▶ Exercise aim: Below are records; transcribe only the line with "Agricultural drone survey: scan the aerial photo for blonde" and those after it, through the last line, without any change.
___ Data for the task ___
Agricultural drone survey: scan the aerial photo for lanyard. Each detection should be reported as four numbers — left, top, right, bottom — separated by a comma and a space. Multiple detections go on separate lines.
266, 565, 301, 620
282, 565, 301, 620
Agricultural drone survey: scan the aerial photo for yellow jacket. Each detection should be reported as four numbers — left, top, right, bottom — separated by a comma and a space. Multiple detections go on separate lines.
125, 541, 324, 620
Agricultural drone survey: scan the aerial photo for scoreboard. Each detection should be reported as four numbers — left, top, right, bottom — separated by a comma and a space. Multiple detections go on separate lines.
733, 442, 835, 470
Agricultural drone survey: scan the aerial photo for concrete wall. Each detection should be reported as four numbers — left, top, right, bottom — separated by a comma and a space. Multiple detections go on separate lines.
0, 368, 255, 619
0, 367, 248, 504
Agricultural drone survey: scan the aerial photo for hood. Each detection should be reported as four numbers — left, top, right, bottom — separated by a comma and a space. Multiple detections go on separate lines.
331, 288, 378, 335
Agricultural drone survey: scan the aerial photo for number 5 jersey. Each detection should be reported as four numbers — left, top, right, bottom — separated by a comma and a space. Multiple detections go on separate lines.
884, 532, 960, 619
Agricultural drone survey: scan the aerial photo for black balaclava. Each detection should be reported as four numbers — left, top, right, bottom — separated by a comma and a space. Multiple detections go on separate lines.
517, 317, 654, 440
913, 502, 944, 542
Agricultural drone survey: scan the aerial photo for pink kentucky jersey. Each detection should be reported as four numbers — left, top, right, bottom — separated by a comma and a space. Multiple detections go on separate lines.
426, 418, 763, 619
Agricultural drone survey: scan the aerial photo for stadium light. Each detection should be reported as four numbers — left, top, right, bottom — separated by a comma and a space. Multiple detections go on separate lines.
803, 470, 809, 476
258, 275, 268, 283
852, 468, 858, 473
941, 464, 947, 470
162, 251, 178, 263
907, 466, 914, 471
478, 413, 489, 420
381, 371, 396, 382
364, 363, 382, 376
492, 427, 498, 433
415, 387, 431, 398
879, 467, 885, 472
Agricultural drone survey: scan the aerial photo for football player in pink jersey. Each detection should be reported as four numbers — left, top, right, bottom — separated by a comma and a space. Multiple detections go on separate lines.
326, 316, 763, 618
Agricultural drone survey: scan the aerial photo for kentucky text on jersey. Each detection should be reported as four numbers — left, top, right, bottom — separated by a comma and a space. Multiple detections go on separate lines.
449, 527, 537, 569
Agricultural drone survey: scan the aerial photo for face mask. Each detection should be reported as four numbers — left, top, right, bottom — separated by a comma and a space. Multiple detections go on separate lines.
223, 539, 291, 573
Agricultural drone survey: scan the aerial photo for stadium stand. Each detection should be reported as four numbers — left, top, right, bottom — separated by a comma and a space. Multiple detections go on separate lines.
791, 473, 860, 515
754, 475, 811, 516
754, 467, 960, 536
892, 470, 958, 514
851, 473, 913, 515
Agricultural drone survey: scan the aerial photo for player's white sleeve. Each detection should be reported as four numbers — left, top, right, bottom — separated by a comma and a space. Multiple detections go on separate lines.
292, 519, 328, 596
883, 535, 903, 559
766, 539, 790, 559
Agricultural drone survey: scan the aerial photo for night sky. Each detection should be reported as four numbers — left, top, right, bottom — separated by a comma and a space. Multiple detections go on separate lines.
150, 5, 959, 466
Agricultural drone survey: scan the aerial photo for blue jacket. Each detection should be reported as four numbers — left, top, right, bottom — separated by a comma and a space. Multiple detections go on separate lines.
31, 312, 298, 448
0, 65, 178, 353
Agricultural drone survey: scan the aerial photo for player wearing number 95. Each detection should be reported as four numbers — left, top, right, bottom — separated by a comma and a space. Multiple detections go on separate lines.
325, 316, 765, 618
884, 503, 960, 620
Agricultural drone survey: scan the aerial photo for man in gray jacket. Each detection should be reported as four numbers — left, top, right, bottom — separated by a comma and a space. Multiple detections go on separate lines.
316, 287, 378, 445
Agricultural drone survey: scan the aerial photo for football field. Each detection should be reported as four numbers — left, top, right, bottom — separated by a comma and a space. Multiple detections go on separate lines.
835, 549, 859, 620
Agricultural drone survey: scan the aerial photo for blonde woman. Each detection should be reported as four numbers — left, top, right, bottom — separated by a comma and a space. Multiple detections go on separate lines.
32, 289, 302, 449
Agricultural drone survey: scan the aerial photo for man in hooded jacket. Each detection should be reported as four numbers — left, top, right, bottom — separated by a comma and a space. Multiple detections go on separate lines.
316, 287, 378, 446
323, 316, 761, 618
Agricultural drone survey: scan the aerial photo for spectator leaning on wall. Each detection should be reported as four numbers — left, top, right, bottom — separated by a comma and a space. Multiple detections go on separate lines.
___
▶ Response below:
Agricultural drone survey: scan the aerial photo for blonde woman. Each detection should be reported as four numbers — left, top, right, bottom — separated by a comma and a space. Multiple detections go on separate lines.
32, 289, 302, 449
Agricultural drone survey: scan the aerial photo for man in hooded jacket. Each detection should be reported as four numbers — left, top, right, bottom — separated by a comma and a space. Multiple detections go on separate lines.
316, 287, 378, 446
323, 316, 761, 618
Agricultural drone survey: scan the aerial photo for spectator leaning on wall. Each detection should be reported as four numbers — left, top, right, bottom — separated by a comma and a space. Multiple detections go on separate lines.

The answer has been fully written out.